───── Given data ─────

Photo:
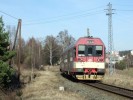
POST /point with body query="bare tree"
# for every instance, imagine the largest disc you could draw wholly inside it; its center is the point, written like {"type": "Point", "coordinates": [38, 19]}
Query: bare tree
{"type": "Point", "coordinates": [65, 39]}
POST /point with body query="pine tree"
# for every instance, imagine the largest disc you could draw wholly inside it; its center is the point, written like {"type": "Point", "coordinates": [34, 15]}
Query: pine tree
{"type": "Point", "coordinates": [5, 70]}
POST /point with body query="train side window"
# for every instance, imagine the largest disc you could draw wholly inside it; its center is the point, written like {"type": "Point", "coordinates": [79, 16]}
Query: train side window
{"type": "Point", "coordinates": [99, 50]}
{"type": "Point", "coordinates": [90, 50]}
{"type": "Point", "coordinates": [81, 50]}
{"type": "Point", "coordinates": [74, 52]}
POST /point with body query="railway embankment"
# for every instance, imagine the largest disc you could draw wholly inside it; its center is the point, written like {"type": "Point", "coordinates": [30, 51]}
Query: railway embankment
{"type": "Point", "coordinates": [49, 84]}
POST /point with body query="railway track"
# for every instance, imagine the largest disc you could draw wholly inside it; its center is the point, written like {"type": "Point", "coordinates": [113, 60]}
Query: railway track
{"type": "Point", "coordinates": [114, 89]}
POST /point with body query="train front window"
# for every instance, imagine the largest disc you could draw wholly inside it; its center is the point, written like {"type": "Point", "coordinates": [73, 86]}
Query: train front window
{"type": "Point", "coordinates": [81, 50]}
{"type": "Point", "coordinates": [90, 50]}
{"type": "Point", "coordinates": [98, 50]}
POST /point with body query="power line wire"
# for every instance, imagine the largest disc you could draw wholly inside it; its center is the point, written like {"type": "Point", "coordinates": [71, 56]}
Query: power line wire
{"type": "Point", "coordinates": [66, 18]}
{"type": "Point", "coordinates": [9, 15]}
{"type": "Point", "coordinates": [74, 13]}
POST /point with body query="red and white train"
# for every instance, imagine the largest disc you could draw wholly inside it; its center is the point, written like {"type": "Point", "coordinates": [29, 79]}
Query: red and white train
{"type": "Point", "coordinates": [85, 59]}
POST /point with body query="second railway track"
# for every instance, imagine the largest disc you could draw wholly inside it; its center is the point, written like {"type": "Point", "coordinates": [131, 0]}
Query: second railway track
{"type": "Point", "coordinates": [114, 89]}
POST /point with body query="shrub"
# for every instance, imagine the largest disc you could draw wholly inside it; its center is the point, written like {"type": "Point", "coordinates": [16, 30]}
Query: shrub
{"type": "Point", "coordinates": [6, 73]}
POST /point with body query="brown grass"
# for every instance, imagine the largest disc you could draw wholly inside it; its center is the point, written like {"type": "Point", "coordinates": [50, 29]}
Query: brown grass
{"type": "Point", "coordinates": [122, 78]}
{"type": "Point", "coordinates": [46, 87]}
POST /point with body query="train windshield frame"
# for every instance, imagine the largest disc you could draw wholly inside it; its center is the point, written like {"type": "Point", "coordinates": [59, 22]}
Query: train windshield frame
{"type": "Point", "coordinates": [90, 50]}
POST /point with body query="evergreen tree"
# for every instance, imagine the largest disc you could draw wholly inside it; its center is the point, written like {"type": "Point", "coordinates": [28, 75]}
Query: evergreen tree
{"type": "Point", "coordinates": [5, 70]}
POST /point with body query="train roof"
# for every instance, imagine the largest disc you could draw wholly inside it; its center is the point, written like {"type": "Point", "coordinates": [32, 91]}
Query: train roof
{"type": "Point", "coordinates": [83, 40]}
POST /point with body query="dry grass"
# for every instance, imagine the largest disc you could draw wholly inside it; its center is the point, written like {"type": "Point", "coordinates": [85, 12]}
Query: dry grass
{"type": "Point", "coordinates": [46, 87]}
{"type": "Point", "coordinates": [122, 78]}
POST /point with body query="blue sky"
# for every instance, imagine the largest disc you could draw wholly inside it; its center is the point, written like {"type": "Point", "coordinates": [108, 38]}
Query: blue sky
{"type": "Point", "coordinates": [48, 17]}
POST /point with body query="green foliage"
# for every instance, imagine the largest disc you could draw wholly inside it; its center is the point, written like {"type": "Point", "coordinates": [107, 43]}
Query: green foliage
{"type": "Point", "coordinates": [6, 71]}
{"type": "Point", "coordinates": [121, 65]}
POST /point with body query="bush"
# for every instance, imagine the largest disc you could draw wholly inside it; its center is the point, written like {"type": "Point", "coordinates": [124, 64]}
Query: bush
{"type": "Point", "coordinates": [6, 73]}
{"type": "Point", "coordinates": [120, 65]}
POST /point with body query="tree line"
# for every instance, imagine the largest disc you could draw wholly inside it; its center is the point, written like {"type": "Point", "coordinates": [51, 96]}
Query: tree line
{"type": "Point", "coordinates": [34, 52]}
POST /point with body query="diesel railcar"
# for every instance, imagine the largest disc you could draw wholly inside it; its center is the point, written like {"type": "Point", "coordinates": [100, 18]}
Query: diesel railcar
{"type": "Point", "coordinates": [85, 59]}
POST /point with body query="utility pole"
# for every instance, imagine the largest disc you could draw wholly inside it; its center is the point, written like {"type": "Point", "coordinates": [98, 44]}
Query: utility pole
{"type": "Point", "coordinates": [88, 32]}
{"type": "Point", "coordinates": [111, 65]}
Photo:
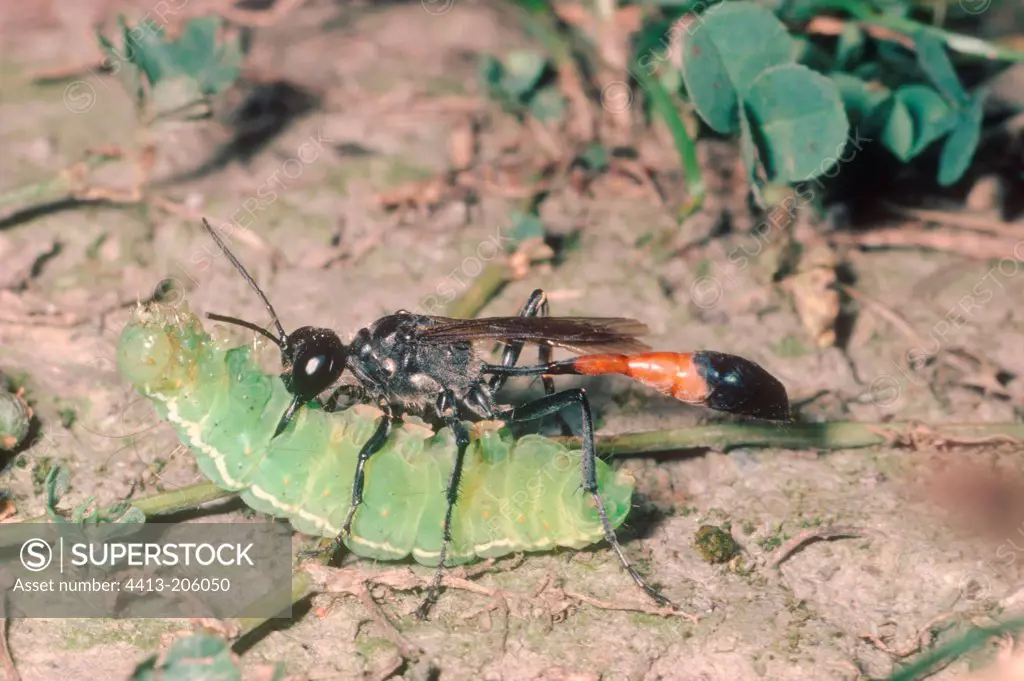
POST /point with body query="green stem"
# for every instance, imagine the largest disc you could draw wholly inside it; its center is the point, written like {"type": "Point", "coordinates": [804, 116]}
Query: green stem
{"type": "Point", "coordinates": [925, 666]}
{"type": "Point", "coordinates": [864, 13]}
{"type": "Point", "coordinates": [667, 107]}
{"type": "Point", "coordinates": [165, 503]}
{"type": "Point", "coordinates": [835, 435]}
{"type": "Point", "coordinates": [479, 292]}
{"type": "Point", "coordinates": [52, 188]}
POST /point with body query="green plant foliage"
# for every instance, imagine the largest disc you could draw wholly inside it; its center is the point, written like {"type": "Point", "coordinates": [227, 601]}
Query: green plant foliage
{"type": "Point", "coordinates": [963, 141]}
{"type": "Point", "coordinates": [797, 123]}
{"type": "Point", "coordinates": [935, 62]}
{"type": "Point", "coordinates": [718, 69]}
{"type": "Point", "coordinates": [515, 495]}
{"type": "Point", "coordinates": [196, 657]}
{"type": "Point", "coordinates": [15, 420]}
{"type": "Point", "coordinates": [180, 73]}
{"type": "Point", "coordinates": [916, 116]}
{"type": "Point", "coordinates": [517, 82]}
{"type": "Point", "coordinates": [800, 116]}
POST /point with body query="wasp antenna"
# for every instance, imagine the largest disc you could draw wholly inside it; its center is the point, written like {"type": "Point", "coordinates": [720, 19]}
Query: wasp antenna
{"type": "Point", "coordinates": [247, 325]}
{"type": "Point", "coordinates": [242, 270]}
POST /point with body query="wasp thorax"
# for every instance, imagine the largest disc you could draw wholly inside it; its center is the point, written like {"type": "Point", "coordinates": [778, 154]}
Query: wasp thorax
{"type": "Point", "coordinates": [317, 357]}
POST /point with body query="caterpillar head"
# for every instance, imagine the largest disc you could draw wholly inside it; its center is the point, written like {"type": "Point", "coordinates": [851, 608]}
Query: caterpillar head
{"type": "Point", "coordinates": [159, 347]}
{"type": "Point", "coordinates": [313, 357]}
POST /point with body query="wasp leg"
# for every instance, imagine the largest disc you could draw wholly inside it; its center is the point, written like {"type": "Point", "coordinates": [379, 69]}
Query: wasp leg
{"type": "Point", "coordinates": [537, 305]}
{"type": "Point", "coordinates": [578, 397]}
{"type": "Point", "coordinates": [354, 394]}
{"type": "Point", "coordinates": [370, 448]}
{"type": "Point", "coordinates": [448, 411]}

─────

▸ **Your task**
Copy out the data above exactly, except the pictures.

▸ **Written reply**
Photo:
POST /point with body query="bare tree"
# for every instance, imagine the largest disc you could draw wholly inside it; its center is the point, written like {"type": "Point", "coordinates": [38, 19]}
Query: bare tree
{"type": "Point", "coordinates": [65, 39]}
POST /point with body query="pine tree"
# for every instance, imagine the largest disc you could draw wholly inside it; its center is the point, written like {"type": "Point", "coordinates": [34, 15]}
Query: pine tree
{"type": "Point", "coordinates": [5, 70]}
POST /point with body query="train side window"
# for every instance, imagine the largest disc you could draw wholly inside it; its center is the point, written like {"type": "Point", "coordinates": [79, 16]}
Query: train side window
{"type": "Point", "coordinates": [99, 50]}
{"type": "Point", "coordinates": [90, 50]}
{"type": "Point", "coordinates": [81, 50]}
{"type": "Point", "coordinates": [74, 52]}
POST /point with body query="railway embankment"
# for every instance, imagine the largest disc you could draw wholly inside it; its center is the point, written like {"type": "Point", "coordinates": [30, 51]}
Query: railway embankment
{"type": "Point", "coordinates": [49, 84]}
POST /point with body query="railway track"
# for every instance, imagine the largest disc you could draw wholly inside it; its center is the point, written like {"type": "Point", "coordinates": [113, 60]}
Query: railway track
{"type": "Point", "coordinates": [114, 89]}
POST /point with body query="train front window"
# for every instance, imagine the largest disc you could draw wholly inside it; its center is the point, written like {"type": "Point", "coordinates": [73, 86]}
Query: train front window
{"type": "Point", "coordinates": [81, 50]}
{"type": "Point", "coordinates": [90, 50]}
{"type": "Point", "coordinates": [98, 50]}
POST /point with body query="power line wire"
# for every instance, imagine the largest disc you could draw wholly inside it; its center is the point, written like {"type": "Point", "coordinates": [71, 56]}
Query: power line wire
{"type": "Point", "coordinates": [66, 18]}
{"type": "Point", "coordinates": [9, 15]}
{"type": "Point", "coordinates": [74, 13]}
POST /point with body query="red and white train"
# for every instance, imagine the largest disc you could draw wholly inside it; its center is the point, written like {"type": "Point", "coordinates": [29, 79]}
Query: red and white train
{"type": "Point", "coordinates": [85, 59]}
POST /point with body query="second railway track"
# for every instance, imagine the largest disc you could draw wholly inside it; its center is the point, written like {"type": "Point", "coordinates": [131, 0]}
Query: second railway track
{"type": "Point", "coordinates": [114, 89]}
POST /point with body query="shrub"
# for every instance, imagine the largest disc you could draw wholly inside it; its center is the point, written like {"type": "Point", "coordinates": [16, 30]}
Query: shrub
{"type": "Point", "coordinates": [6, 73]}
POST /point with body query="brown grass"
# for every instance, imagine the largest disc you could draw wholly inside it; its center is the point, written like {"type": "Point", "coordinates": [50, 29]}
Query: brown grass
{"type": "Point", "coordinates": [122, 78]}
{"type": "Point", "coordinates": [46, 87]}
POST /point with body query="train windshield frame"
# for every instance, imagine the largest disc you could draw wholly inside it; its center is the point, written like {"type": "Point", "coordinates": [59, 22]}
Query: train windshield frame
{"type": "Point", "coordinates": [90, 50]}
POST /point with body query="evergreen tree"
# for every instance, imagine the largest disc you could draw wholly inside it; its center is the point, written like {"type": "Point", "coordinates": [28, 75]}
Query: evergreen tree
{"type": "Point", "coordinates": [5, 70]}
POST /point with body query="train roof"
# for every instance, imagine the largest disc you could draw wholly inside it; its center is the point, written like {"type": "Point", "coordinates": [32, 91]}
Query: train roof
{"type": "Point", "coordinates": [83, 40]}
POST /point with body query="dry grass"
# for every instance, imagine the largest disc you could draw wholly inside it; its center is the point, written like {"type": "Point", "coordinates": [85, 12]}
Query: dry grass
{"type": "Point", "coordinates": [46, 87]}
{"type": "Point", "coordinates": [122, 78]}
POST /point with body query="blue sky"
# for every instance, imagine the largest disc you could draw wholly inside it; its center is the point, written like {"type": "Point", "coordinates": [108, 38]}
Query: blue sky
{"type": "Point", "coordinates": [48, 17]}
POST /point with body query="green foliage"
# for every instance, imagine the largest disc you could draw wholly inside it; its center is the point, written like {"type": "Point", "coordinates": [107, 43]}
Query: green foliage
{"type": "Point", "coordinates": [6, 71]}
{"type": "Point", "coordinates": [121, 65]}
POST /point with body query="bush"
# for every instance, imagine the largest disc you could draw wholly inside it; its center is the point, written like {"type": "Point", "coordinates": [124, 64]}
Query: bush
{"type": "Point", "coordinates": [6, 73]}
{"type": "Point", "coordinates": [120, 65]}
POST /point with body query="tree line"
# for every instance, imagine the largest disc you could draw wholly inside it; its center is the point, written like {"type": "Point", "coordinates": [51, 96]}
Query: tree line
{"type": "Point", "coordinates": [34, 52]}
POST /point with body query="diesel railcar"
# for every instance, imagine the largest disc you could draw wholly inside it; its center is the point, written like {"type": "Point", "coordinates": [100, 18]}
Query: diesel railcar
{"type": "Point", "coordinates": [85, 59]}
POST /point with body query="utility pole"
# for every instance, imagine the largest disc you could draw wholly inside it; its center is the point, written like {"type": "Point", "coordinates": [98, 44]}
Query: utility pole
{"type": "Point", "coordinates": [88, 32]}
{"type": "Point", "coordinates": [111, 65]}
Photo:
POST /point with body query="green stem"
# for every instance, imagine the largest disc you could draw wholly inside it; its center is the point, written like {"type": "Point", "coordinates": [804, 116]}
Query: green stem
{"type": "Point", "coordinates": [925, 666]}
{"type": "Point", "coordinates": [864, 13]}
{"type": "Point", "coordinates": [667, 107]}
{"type": "Point", "coordinates": [165, 503]}
{"type": "Point", "coordinates": [835, 435]}
{"type": "Point", "coordinates": [479, 292]}
{"type": "Point", "coordinates": [52, 188]}
POST /point with body query="green plant foliage"
# for every instance, imagine the largest disc you could draw wholly inside it; its center is the point, written like {"type": "Point", "coordinates": [227, 601]}
Query: green plant foliage
{"type": "Point", "coordinates": [963, 141]}
{"type": "Point", "coordinates": [797, 123]}
{"type": "Point", "coordinates": [935, 62]}
{"type": "Point", "coordinates": [718, 69]}
{"type": "Point", "coordinates": [515, 495]}
{"type": "Point", "coordinates": [196, 657]}
{"type": "Point", "coordinates": [15, 420]}
{"type": "Point", "coordinates": [180, 73]}
{"type": "Point", "coordinates": [916, 116]}
{"type": "Point", "coordinates": [517, 82]}
{"type": "Point", "coordinates": [800, 116]}
POST /point with body query="wasp antenna"
# for every instance, imagine the largest disc you could draw wholly inside it; its center is the point, written like {"type": "Point", "coordinates": [720, 19]}
Query: wasp antenna
{"type": "Point", "coordinates": [247, 325]}
{"type": "Point", "coordinates": [242, 270]}
POST /point with body query="wasp thorax"
# for every instance, imagine the largest disc you could draw wholly inside it; its center is the point, written like {"type": "Point", "coordinates": [778, 154]}
Query: wasp thorax
{"type": "Point", "coordinates": [317, 357]}
POST /point with body query="caterpillar head"
# for every instance, imagine the largest disc you could draw wholly inside it; its center is the point, written like {"type": "Point", "coordinates": [851, 608]}
Query: caterpillar head
{"type": "Point", "coordinates": [159, 347]}
{"type": "Point", "coordinates": [313, 357]}
POST /point with body query="wasp leg"
# for every instance, imagine the largest disc you could draw wholly inside it; its center is the point, written like {"type": "Point", "coordinates": [379, 69]}
Query: wasp leg
{"type": "Point", "coordinates": [537, 305]}
{"type": "Point", "coordinates": [578, 397]}
{"type": "Point", "coordinates": [354, 394]}
{"type": "Point", "coordinates": [370, 448]}
{"type": "Point", "coordinates": [448, 411]}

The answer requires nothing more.